#### Goal
From the line with "If you could mark the sky" through the final line, transcribe the material below character for character; include no other lines.
◇ ◇ ◇ ◇
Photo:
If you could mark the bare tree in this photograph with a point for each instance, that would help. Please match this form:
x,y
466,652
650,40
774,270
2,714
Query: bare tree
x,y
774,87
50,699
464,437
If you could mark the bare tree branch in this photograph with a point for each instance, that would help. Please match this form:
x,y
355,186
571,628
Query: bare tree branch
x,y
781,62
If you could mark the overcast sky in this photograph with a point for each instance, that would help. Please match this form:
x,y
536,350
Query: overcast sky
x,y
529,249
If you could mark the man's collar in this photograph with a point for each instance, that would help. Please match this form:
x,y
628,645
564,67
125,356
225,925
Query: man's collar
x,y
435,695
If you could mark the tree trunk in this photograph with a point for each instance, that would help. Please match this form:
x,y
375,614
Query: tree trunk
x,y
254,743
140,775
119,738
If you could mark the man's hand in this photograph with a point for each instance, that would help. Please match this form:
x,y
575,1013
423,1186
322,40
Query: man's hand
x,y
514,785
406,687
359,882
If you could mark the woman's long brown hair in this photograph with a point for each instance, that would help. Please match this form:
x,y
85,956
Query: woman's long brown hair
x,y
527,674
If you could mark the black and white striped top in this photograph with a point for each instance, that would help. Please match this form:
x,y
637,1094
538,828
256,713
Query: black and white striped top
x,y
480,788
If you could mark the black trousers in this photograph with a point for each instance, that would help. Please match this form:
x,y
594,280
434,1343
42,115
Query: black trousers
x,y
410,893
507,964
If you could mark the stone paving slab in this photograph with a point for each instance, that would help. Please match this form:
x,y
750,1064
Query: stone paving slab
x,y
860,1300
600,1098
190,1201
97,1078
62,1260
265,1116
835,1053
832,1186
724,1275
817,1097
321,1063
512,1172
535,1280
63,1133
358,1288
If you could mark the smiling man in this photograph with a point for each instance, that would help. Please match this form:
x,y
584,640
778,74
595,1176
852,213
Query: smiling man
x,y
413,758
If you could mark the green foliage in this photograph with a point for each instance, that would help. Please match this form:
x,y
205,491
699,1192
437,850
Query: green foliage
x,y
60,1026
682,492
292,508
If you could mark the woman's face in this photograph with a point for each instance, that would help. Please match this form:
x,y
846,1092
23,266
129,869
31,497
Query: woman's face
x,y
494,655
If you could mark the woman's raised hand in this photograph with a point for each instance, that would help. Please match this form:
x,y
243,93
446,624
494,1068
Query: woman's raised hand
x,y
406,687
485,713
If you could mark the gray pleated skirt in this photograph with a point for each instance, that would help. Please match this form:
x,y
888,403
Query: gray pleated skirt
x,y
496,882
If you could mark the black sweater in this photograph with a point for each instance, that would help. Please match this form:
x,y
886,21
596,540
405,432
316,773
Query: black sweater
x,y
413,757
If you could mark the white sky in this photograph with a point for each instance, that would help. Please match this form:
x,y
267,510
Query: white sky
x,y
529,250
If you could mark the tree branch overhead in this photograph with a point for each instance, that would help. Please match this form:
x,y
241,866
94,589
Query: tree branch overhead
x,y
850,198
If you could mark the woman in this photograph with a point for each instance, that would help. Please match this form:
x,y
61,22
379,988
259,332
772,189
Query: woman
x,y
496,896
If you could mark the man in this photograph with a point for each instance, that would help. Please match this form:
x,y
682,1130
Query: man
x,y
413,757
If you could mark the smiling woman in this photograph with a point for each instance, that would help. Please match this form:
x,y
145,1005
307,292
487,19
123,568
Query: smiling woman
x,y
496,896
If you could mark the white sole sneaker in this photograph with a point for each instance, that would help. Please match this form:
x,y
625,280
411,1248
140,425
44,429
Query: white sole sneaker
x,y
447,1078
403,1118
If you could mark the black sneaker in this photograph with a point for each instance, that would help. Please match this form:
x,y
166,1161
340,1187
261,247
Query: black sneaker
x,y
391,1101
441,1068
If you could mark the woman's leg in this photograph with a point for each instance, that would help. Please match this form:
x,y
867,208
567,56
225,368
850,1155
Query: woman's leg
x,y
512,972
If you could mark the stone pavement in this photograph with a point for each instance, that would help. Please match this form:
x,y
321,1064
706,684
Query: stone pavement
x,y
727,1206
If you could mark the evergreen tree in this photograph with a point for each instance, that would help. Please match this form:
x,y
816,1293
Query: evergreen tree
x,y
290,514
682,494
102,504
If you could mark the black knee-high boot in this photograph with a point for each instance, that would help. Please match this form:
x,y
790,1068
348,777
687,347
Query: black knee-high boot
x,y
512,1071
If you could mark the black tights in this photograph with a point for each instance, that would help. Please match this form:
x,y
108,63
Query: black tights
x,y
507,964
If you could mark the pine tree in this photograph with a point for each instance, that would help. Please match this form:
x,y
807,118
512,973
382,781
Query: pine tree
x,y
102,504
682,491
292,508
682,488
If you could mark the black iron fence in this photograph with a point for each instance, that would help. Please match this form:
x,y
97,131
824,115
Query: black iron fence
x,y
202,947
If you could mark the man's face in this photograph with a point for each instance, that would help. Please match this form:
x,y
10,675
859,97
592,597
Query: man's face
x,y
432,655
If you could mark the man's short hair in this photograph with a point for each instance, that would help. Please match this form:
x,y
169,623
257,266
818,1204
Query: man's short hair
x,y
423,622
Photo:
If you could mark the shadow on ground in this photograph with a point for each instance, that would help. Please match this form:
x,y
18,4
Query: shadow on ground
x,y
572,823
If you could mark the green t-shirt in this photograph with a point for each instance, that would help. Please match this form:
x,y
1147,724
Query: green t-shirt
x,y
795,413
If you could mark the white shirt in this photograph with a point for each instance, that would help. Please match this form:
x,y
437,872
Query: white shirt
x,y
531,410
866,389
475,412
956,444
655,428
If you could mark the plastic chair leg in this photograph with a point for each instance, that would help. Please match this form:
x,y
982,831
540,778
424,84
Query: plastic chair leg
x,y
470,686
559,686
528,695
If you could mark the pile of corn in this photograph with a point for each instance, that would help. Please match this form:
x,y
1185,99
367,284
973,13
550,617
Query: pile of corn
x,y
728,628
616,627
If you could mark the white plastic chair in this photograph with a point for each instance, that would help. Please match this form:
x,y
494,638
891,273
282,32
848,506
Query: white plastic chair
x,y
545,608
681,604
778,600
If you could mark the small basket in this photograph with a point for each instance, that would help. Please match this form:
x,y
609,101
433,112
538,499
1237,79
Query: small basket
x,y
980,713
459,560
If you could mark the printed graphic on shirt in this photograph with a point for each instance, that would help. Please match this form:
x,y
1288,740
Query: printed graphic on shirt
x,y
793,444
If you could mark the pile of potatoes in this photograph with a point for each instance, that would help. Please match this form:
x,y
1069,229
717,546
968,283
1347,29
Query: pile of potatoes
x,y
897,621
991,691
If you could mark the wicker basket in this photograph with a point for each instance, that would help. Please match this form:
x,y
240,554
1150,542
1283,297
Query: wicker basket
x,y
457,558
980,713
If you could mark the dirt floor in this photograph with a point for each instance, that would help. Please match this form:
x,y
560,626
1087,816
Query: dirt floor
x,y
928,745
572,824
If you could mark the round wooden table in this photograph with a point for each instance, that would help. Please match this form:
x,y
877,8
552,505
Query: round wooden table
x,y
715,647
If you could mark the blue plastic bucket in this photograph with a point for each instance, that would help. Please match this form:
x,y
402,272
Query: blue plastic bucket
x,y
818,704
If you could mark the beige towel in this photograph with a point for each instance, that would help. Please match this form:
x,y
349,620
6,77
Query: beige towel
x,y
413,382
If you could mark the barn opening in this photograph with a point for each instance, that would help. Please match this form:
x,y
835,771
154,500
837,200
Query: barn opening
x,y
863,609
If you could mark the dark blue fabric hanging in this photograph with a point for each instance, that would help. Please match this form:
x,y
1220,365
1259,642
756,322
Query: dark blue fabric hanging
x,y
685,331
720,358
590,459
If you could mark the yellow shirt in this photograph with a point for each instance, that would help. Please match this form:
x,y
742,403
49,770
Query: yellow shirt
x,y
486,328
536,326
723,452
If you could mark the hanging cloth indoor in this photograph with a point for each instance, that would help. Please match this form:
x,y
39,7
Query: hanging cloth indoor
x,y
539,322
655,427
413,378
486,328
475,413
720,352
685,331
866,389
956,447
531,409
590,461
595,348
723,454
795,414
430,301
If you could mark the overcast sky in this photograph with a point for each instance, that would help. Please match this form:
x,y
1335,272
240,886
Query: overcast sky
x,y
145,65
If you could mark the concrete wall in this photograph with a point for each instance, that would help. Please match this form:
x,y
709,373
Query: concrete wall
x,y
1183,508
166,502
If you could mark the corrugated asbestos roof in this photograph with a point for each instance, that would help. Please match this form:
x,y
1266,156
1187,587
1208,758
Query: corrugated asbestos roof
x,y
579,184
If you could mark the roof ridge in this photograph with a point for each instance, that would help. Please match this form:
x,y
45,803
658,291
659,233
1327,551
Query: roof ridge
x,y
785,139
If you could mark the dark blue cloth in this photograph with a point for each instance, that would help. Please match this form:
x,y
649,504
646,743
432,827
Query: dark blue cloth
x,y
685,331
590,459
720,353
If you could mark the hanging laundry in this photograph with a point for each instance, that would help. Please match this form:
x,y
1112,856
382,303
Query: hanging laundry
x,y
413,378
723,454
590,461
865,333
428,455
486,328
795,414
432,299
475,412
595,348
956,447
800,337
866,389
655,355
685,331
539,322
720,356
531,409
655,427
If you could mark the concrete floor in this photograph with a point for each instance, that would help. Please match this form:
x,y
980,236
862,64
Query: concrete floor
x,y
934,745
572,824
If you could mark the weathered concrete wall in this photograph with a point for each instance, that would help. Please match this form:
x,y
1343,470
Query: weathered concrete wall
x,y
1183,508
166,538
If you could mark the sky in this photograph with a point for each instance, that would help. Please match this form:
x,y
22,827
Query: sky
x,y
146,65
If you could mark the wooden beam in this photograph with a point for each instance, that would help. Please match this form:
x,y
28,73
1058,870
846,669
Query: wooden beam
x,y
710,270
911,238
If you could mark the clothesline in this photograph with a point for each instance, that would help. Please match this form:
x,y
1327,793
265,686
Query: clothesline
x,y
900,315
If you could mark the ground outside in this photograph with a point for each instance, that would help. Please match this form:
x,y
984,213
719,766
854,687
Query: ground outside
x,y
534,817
◇ ◇ ◇ ◇
#### Completed task
If you could mark the sky in this photograph with a point for each instance, that would help. Please match this form:
x,y
22,827
Query: sky
x,y
146,65
If you could mark the wooden beam in this photograph with a point for each instance, that would help. Please match this form:
x,y
28,73
1058,870
846,669
Query: wooden beam
x,y
710,270
911,238
If you could mark the clothesline in this photograph with a point for each instance, that would help. Please match this form:
x,y
1327,793
265,686
Query: clothesline
x,y
900,315
If you could mark the ground outside in this photograph with a point for each instance, that would help. Please match this form:
x,y
984,213
719,766
854,687
Query: ground outside
x,y
534,817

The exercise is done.